▶ Set exercise A
Copy the account of the street launch word for word, starting with "Since this was" and going on through "Redrow that is).".
▶ Set exercise B
According to the account of the street launch, why did Redrow celebrate the event publicly?
▶ Set exercise C
Continue the account of the street launch from its final sentence, about the balloon artist and face painter.

▶ Passage given
———

Since this was the first street to be completed on the site. Redrow celebrated the event quite publicly and invited select persons to attend, this included MP Linda Gilroy, a Redrow representative, Devonport Councillors, a DRCP representative, and a few local school-children. In addition Redrow's own mascot was at the launch - a man-sized Buster the Bear. Bill Bannister, a Devonport resident, cut the ribbon at the show-home to mark the launch. Very few residents attended. I was on the Green twice that day, observing the activities, once at the alloted launch time and again an hour later; both times there was barely a handful of additional persons there (beyond the group organised by Redrow that is).

During the afternoon there was a display inside the sales office in nearby Chapel Street, which was essentially a self-marketing exercise by Redrow, presenting their past, present and future community-involvement exercises, together with sales information packages for purchasers. For smaller children a balloon artist and a face painter were in the sales office.

———

▶ Dataset
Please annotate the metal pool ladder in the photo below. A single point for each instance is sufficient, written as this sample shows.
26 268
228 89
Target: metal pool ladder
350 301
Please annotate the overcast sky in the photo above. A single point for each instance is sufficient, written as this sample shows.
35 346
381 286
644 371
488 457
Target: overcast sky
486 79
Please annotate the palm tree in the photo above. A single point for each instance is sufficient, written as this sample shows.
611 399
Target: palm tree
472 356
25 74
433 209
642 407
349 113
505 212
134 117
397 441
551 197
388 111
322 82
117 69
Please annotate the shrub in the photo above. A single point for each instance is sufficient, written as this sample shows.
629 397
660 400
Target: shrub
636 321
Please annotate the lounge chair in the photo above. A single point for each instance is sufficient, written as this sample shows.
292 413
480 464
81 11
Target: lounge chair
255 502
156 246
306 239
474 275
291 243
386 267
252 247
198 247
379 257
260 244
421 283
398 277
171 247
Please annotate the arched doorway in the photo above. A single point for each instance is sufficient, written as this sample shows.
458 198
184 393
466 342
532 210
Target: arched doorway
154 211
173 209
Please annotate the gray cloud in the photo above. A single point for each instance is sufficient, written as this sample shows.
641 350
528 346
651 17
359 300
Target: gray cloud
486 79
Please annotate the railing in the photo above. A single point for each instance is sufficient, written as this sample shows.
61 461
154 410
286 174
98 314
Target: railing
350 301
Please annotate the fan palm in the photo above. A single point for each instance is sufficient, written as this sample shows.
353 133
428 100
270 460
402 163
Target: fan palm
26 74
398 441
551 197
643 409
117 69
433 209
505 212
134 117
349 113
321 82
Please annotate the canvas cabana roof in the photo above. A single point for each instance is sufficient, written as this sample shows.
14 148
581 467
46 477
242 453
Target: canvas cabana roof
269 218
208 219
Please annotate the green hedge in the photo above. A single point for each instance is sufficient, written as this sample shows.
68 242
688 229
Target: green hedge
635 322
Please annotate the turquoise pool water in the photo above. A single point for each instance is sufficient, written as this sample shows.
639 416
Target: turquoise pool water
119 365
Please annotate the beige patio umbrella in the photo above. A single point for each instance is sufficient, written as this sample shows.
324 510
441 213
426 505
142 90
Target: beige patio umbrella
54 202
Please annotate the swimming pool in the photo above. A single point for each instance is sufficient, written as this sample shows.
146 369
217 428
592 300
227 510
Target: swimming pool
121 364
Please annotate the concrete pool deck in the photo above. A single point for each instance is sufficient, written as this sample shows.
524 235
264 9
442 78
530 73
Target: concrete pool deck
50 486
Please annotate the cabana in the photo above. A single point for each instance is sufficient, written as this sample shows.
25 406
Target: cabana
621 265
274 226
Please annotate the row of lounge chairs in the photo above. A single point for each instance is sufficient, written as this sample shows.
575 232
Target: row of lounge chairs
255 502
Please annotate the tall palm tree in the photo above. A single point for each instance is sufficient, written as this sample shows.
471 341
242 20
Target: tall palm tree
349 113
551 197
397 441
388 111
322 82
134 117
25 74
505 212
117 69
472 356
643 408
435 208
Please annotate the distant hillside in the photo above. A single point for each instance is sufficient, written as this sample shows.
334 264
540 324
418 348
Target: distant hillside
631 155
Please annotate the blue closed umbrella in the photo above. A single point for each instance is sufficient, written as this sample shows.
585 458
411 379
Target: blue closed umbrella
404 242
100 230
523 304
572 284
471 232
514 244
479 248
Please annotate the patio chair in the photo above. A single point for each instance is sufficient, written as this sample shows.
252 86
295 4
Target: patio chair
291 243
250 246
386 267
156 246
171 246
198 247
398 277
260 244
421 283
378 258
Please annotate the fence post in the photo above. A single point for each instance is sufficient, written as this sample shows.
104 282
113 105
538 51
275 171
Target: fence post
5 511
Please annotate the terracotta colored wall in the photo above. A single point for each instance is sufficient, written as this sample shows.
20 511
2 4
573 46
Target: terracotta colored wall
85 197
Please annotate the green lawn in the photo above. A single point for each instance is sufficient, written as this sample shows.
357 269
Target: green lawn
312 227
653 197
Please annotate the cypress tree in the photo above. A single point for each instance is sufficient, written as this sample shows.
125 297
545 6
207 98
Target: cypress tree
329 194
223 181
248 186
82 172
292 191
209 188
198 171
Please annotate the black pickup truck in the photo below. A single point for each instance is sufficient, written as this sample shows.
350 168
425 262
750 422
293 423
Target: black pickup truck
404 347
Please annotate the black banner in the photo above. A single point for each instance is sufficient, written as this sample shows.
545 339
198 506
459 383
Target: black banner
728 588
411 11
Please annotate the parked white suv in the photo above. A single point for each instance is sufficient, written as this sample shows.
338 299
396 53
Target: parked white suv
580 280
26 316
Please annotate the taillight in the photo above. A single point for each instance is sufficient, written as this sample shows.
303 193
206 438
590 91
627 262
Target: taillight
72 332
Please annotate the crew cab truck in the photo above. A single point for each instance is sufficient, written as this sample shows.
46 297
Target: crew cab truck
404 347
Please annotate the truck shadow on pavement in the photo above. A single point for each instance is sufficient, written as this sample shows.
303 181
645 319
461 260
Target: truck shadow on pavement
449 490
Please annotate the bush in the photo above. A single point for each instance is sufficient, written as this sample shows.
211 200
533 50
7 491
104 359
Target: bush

———

▶ Exercise response A
Since this was the first street to be completed on the site. Redrow celebrated the event quite publicly and invited select persons to attend, this included MP Linda Gilroy, a Redrow representative, Devonport Councillors, a DRCP representative, and a few local school-children. In addition Redrow's own mascot was at the launch - a man-sized Buster the Bear. Bill Bannister, a Devonport resident, cut the ribbon at the show-home to mark the launch. Very few residents attended. I was on the Green twice that day, observing the activities, once at the alloted launch time and again an hour later; both times there was barely a handful of additional persons there (beyond the group organised by Redrow that is).

▶ Exercise response B
Redrow celebrated the event publicly because it was the first street on the site to be completed.

▶ Exercise response C
Following half a century of disliking the wall, and of wishing for their town centre back again, the launch day promoting the new street was worth celebrating by Devonport residents. However, it's understandable that few turned up for the event, since, as history and later reports went on to show, Devonport residents suffered from 'burn-out' during the millennium redevelopment decade. [2]

(e) More Purchasers Move into Granby Way - July 2008
In a press release published 28 July 2008 [3] Redrow talked of "the first" people to move into the now fully completed row of homes. But their heading was incorrect since their employee, David Gummer, had moved in during August 2007. Royal Naval Petty Officer Chris Faith, with his wife and two daughters had lived in Devonport for 20 years and having watched the new development take shape had moved-in during July 2008. The important issue for this family appeared to be the 'community' aspects of the new development and how that would be positive for their family life. Chris Faith also felt that Devonport as a whole was improved,

Another naval person, Mr James Williams, also moved into one of the properties; he'd worked in South-Yard for a while and thought the area was now "unrecognisble". Mr Willams spoke about there being "hundreds of new homes .... with... shops and community facilities on site and great leisure facilities close by."

(f) Property Prices
If you are reading this page at some point in the future (it's now May 2012) you may be interested to know of the prices originally achieved for the Redrow terraced homes on Granby Way.

At July 2008, when the early group of private purchasers moved into the new homes, prices for the properties were from £118,000 for a one-bedroom apartment and from £180,000 for a four-bedroom townhouse.[3]

Here are some sample details from the Land Registry. Note: property prices fell UK-wide between 2008-2012 due to the difficult economic circumstances; Devonport properties didn't escape the problems, their values also reduced over this period.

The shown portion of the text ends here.